What you will do: In the love letter to La Force's album, which song played during Zana and James's wedding kiss?

Text excerpt:
Love Letter To A Record: E For Echo On La Force’s Self-Titled Album

Many of us can link a certain album to pivotal moments in our lives. Whether it’s the first record you bought with your own money, the chord you first learnt to play on guitar, the song that soundtracked your first kiss, the album that got you those awkward and painful pubescent years or the one that set off light bulbs in your brain and inspired you to take a big leap of faith into the unknown – music is often the catalyst for change in our lives and can even help shape who we become.

In this Love Letter To A Record series, Music Feeds asks artists to reflect on their relationship with music and share with us stories about the effect music has had on their lives.

E For Echo – La Force, ‘La Force’ (2018)

Dear Ariel,

This letter comes to you from E for Echo, our Sydney based band made up of Zana, Jenna, James and Marc. Although this letter is directed to La Force, we want to preface it by telling you that we listened to and loved you on Broken Social Scene’s 2017 LP, Hug of Thunder. In fact, we loved it so much so that the album gave Zana and James their wedding song (yes, we marry within our band too). It played out like: “I now pronounce you man and wife, you may kiss your bride” with the kiss to the tune of ‘Stay Happy’ which was dropped very loud at the 0.53-second mark right when the drums and bass kick in, champagne flutes were raised and a raging party ensued. But as we said, we’re not here to talk about that.

Information supplied:
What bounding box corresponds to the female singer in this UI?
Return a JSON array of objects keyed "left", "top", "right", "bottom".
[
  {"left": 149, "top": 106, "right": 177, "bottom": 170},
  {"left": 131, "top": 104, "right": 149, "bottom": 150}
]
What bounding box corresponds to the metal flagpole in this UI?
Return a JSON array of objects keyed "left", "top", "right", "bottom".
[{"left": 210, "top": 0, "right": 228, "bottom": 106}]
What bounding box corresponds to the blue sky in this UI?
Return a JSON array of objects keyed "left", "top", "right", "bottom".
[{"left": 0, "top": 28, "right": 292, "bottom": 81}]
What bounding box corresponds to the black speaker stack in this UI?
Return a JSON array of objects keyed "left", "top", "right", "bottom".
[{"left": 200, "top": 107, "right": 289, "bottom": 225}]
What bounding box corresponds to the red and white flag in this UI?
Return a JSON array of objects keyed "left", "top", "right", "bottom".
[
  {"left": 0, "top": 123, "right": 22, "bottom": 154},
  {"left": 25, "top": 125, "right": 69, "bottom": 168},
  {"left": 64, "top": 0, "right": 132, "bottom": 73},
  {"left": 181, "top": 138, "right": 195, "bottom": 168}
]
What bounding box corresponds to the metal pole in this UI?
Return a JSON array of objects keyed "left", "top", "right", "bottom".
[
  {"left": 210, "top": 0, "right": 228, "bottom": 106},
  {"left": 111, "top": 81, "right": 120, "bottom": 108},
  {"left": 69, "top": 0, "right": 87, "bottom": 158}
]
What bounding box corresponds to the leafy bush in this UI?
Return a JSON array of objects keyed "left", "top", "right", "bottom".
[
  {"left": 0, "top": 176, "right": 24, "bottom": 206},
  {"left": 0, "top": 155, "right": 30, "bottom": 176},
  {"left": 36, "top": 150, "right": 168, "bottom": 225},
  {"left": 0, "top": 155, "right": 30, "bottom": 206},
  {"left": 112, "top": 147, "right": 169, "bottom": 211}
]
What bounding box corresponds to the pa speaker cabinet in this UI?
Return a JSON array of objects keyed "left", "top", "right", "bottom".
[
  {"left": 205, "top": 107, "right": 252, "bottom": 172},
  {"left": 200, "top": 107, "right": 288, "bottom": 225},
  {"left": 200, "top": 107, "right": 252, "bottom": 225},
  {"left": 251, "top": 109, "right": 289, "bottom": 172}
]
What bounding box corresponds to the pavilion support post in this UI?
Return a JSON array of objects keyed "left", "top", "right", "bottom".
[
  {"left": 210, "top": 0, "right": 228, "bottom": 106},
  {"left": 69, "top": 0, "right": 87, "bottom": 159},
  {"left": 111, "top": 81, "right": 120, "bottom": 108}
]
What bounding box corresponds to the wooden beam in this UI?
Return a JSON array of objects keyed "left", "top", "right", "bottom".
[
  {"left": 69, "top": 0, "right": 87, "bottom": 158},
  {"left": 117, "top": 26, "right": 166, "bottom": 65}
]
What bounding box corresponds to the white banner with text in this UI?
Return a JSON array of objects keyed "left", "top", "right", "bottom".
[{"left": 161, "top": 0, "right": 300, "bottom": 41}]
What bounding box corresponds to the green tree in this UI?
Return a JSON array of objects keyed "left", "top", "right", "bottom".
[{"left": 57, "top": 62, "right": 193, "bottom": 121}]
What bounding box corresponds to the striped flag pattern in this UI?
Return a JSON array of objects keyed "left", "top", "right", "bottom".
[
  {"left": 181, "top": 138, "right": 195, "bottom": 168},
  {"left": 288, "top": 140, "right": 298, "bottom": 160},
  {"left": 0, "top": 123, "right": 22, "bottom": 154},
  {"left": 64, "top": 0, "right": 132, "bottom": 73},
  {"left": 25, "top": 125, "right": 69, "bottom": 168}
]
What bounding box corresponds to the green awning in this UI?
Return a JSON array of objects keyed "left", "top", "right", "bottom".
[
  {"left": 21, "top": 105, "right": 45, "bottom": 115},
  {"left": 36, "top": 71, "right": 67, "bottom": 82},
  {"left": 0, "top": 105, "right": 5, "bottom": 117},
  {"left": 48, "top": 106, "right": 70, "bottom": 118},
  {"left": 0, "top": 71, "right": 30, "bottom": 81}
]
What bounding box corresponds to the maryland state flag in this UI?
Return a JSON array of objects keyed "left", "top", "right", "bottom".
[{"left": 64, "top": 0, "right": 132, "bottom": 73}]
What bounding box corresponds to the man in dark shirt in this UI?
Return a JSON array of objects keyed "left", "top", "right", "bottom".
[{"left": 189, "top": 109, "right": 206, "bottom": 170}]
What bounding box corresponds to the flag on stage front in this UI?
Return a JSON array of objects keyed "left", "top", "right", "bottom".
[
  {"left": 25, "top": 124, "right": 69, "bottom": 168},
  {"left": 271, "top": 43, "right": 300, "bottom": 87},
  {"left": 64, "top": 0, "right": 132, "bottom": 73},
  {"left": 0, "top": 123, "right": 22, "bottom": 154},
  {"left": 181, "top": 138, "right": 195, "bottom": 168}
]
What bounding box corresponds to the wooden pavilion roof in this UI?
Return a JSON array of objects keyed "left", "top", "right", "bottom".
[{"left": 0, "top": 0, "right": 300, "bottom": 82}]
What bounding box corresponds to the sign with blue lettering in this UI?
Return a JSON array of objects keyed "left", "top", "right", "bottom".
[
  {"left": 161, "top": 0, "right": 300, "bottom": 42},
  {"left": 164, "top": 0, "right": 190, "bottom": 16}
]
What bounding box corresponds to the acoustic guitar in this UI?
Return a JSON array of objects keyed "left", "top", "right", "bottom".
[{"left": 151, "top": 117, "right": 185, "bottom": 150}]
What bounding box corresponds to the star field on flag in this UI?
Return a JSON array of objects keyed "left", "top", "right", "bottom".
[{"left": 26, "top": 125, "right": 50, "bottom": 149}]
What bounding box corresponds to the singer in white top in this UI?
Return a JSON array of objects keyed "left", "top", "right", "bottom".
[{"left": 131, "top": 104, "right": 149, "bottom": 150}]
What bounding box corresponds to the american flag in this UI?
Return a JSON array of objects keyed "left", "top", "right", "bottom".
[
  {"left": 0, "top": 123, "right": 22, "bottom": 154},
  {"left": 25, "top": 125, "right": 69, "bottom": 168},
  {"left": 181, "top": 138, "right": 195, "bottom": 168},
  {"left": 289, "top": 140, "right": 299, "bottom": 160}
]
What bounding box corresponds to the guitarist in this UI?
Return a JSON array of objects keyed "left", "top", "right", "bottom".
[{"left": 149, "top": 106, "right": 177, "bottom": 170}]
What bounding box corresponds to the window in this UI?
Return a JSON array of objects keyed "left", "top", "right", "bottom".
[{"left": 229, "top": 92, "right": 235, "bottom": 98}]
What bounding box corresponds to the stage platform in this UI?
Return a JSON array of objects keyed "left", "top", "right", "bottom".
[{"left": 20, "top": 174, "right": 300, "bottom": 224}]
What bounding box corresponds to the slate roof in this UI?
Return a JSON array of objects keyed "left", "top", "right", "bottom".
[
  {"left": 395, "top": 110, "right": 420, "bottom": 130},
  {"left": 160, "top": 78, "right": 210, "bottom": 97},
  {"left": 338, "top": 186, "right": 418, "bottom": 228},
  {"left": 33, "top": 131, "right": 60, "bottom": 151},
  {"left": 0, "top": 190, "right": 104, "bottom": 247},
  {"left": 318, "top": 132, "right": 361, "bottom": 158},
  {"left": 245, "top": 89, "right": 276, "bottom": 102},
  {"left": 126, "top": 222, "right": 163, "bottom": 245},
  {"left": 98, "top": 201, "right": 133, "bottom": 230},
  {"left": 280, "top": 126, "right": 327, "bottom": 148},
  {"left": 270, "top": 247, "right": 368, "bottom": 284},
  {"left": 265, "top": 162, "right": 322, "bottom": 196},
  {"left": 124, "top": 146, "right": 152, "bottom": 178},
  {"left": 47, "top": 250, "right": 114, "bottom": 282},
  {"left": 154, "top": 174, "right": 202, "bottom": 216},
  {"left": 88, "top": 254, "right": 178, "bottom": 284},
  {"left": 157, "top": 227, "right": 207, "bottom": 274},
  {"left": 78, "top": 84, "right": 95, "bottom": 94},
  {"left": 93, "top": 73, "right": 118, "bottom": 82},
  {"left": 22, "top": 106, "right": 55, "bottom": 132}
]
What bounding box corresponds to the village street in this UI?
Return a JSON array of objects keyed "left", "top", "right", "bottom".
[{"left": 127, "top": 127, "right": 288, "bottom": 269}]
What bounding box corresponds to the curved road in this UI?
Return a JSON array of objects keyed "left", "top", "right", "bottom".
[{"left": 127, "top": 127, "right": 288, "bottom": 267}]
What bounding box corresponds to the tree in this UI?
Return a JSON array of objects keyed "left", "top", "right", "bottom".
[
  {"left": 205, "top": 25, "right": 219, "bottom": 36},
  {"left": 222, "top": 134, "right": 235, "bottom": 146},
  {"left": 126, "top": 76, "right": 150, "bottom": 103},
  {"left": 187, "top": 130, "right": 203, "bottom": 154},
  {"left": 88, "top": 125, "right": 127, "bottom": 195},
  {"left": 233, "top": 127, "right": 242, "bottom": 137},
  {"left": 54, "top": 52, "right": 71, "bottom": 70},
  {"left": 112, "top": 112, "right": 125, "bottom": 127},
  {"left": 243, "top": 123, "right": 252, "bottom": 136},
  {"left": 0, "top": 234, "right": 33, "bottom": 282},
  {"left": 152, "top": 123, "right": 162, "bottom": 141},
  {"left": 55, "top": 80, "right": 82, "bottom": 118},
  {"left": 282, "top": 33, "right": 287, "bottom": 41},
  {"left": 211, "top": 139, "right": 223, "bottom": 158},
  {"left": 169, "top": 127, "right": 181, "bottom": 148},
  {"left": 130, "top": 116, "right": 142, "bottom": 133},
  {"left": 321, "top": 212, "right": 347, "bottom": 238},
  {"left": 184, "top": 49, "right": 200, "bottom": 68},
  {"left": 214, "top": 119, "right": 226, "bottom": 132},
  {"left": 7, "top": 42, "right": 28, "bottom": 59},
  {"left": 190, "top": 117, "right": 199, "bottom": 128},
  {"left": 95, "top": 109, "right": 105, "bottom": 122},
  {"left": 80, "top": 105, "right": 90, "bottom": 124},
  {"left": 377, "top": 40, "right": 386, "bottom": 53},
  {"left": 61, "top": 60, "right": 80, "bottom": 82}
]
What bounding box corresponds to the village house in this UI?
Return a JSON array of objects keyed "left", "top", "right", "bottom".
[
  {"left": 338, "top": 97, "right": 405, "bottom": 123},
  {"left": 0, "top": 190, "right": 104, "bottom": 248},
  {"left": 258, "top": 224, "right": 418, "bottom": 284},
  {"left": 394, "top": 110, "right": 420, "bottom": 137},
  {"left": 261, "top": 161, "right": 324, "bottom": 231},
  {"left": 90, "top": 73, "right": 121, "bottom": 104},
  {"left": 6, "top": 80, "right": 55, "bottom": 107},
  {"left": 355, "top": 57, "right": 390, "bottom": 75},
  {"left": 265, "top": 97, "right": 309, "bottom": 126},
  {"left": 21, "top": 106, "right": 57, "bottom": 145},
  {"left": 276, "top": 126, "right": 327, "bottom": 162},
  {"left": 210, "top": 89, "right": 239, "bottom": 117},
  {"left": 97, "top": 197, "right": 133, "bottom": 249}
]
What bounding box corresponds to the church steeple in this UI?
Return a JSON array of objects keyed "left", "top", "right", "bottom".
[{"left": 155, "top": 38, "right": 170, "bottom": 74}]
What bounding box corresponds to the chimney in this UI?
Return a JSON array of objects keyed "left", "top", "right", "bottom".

Finished answer: 'Stay Happy', from Broken Social Scene's 2017 LP, Hug of Thunder.